A l’Hajduk, les joueurs n’ont pas besoin de conquérir le public, seulement tout donner d’eux-mêmes. Cette attente et cet espoir entremêlé de peur sont exactement ce qui apporte la plus grande joie et l’intensité des émotions. C’est en cela que le football et l’identification avec les fans sont le plus important.

Un amour déchu au Dinamo Zagreb

A quelques centaines de kilomètres de là, au stade Maksimir, le Dinamo était sur le point de débuter son match retour au même stade de la même compétition contre Petrolul Ploiesti. Les bleus n’avaient qu’à défendre une avance confortable de 3 buts à 1 glanée en Roumanie. Dès les premières minutes de la retransmission, le contraste est évident avec Poljud. Le stade Maksimir n’est qu’au quart plein et aucune ambiance ne ressort des travées.

(Documents sources)
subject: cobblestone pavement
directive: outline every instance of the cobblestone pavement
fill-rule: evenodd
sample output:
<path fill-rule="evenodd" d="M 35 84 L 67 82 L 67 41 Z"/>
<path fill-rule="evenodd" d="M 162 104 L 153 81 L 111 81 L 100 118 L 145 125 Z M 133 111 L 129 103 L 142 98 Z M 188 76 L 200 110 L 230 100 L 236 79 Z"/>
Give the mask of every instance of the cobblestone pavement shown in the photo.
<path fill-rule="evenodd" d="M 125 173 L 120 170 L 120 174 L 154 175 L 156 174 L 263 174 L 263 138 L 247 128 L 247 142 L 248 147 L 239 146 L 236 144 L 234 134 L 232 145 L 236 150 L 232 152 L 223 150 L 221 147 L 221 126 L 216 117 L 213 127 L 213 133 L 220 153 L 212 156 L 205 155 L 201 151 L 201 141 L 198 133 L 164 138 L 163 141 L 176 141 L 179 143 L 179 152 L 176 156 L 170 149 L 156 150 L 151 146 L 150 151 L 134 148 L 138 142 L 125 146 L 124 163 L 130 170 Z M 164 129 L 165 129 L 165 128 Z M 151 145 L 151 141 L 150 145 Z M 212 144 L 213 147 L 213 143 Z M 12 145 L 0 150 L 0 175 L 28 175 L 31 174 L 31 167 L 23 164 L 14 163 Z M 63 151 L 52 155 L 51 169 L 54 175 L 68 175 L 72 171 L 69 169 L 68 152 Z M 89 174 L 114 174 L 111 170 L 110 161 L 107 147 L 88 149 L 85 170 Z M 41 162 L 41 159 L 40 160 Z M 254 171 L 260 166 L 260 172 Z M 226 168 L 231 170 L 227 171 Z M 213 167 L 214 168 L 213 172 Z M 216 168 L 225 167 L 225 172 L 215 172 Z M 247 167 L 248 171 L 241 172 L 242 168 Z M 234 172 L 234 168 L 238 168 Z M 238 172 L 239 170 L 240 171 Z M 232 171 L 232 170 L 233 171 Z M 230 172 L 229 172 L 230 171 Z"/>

(Consignes écrites)
1. Recopiez à l'identique les lignes de la liste, depuis son début jusqu'à la ligne contenant « 162 104 L 153 », celle-ci comprise.
2. Rédigez la suite du texte sur le football croate, à partir de sa dernière phrase.

(Réponses fournies)
1.
subject: cobblestone pavement
directive: outline every instance of the cobblestone pavement
fill-rule: evenodd
sample output:
<path fill-rule="evenodd" d="M 35 84 L 67 82 L 67 41 Z"/>
<path fill-rule="evenodd" d="M 162 104 L 153 81 L 111 81 L 100 118 L 145 125 Z M 133 111 L 129 103 L 142 98 Z M 188 76 L 200 110 L 230 100 L 236 79 Z"/>

2.
Le Dinamo est le multiple champion de Croatie et révèle les meilleurs joueurs croates pour les vendre au prix fort. Cette richesse a apporté à Zdravko Mamic et au Dinamo une domination totale du football croate, mais ce qu’il a oublié de faire est d’acheter l’amour. La majorité des supporters sont mécontents des actions de Mamic qui a tourné le Dinamo en machine à fric, pour s’en mettre plein les poches. Le groupe de supporters des Bad Blue Boys, un des plus grands d’Europe, a depuis longtemps cessé d’assister aux matchs et le stade Maksimir ressemble à une ville fantôme les jours de match. La situation s’est même empirée depuis la saison 2012-2013 où seuls 8000 supporters s’étaient déplacés pour assister à la réception du PSG de Zlatan Ibrahimovic.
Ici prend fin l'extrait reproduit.